What is needed: All entries must be repeated exactly. No picture should appear in the result.

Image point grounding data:
★ ★ ★ ★ ★
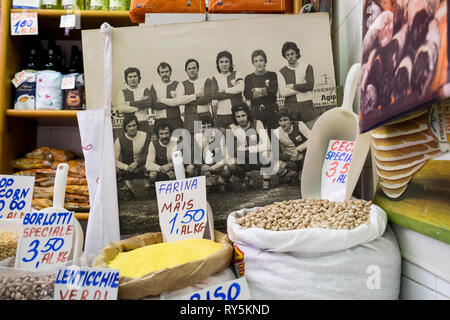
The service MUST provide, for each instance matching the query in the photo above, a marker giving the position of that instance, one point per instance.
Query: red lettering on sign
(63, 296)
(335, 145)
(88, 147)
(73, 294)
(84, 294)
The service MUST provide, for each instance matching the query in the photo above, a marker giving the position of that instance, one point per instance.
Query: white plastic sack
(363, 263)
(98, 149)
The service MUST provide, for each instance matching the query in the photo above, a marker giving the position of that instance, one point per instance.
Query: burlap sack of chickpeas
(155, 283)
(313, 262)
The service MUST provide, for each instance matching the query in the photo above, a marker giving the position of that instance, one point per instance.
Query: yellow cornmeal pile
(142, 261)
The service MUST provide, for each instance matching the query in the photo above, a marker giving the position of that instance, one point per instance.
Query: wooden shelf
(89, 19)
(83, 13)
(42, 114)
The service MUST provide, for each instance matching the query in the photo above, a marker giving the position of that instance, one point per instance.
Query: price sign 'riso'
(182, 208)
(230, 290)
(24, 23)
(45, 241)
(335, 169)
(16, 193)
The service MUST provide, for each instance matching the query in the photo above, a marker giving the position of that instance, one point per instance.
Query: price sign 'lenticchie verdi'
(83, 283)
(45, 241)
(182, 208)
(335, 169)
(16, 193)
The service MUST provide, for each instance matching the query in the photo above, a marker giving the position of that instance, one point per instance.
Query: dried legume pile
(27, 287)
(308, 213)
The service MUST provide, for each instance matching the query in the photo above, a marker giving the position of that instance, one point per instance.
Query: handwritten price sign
★ ★ ★ ★ ★
Finished task:
The service MUST provide, for each instance matching the query in the photo above, a marker giving the position of that instance, one point per instance.
Query: red lettering on sign
(63, 296)
(335, 145)
(88, 147)
(73, 294)
(84, 294)
The service MUST provide, for each instance matching the query in the photo above, a marker giving the position of that instance, one point per instance.
Query: white plastic sack
(363, 263)
(98, 149)
The service MUST provide, for each instance matching the query in the photo above, a marker giving the position of that instance, one point per instance.
Query: burlap sack of chickpeas
(155, 283)
(313, 262)
The service MUST provide, for each instance matching the query in the photo above, a marker giving the position of that instance, one point per instance.
Query: yellow cornmeal pile
(142, 261)
The service MUST provide, for each instance matching the query in the photo above, a marker giving the position of that instance, one point per instance.
Query: wooden shelf
(89, 19)
(83, 13)
(42, 114)
The service MUST provide, for each instance matching the query in the photo above, a marker giving the position of that instance, one point per instance.
Query: price sign 'riso'
(182, 208)
(230, 290)
(24, 23)
(45, 241)
(335, 169)
(16, 193)
The service MUST provide, for each instance matching the query in the photo above, a marker giving the position of that instance, one point per instance.
Query: price sign 'lenticchie verdi'
(83, 283)
(45, 241)
(182, 208)
(335, 169)
(16, 193)
The service MUST provide, for each instance matching the query in the photo above, a marker giving the position of that instance, one point per instance.
Query: dried legume pile
(27, 287)
(308, 213)
The service MUST provide, for each instance matching the query in the photo above, a marker giving the position of that instance, one point per instance.
Query: handwritten price sign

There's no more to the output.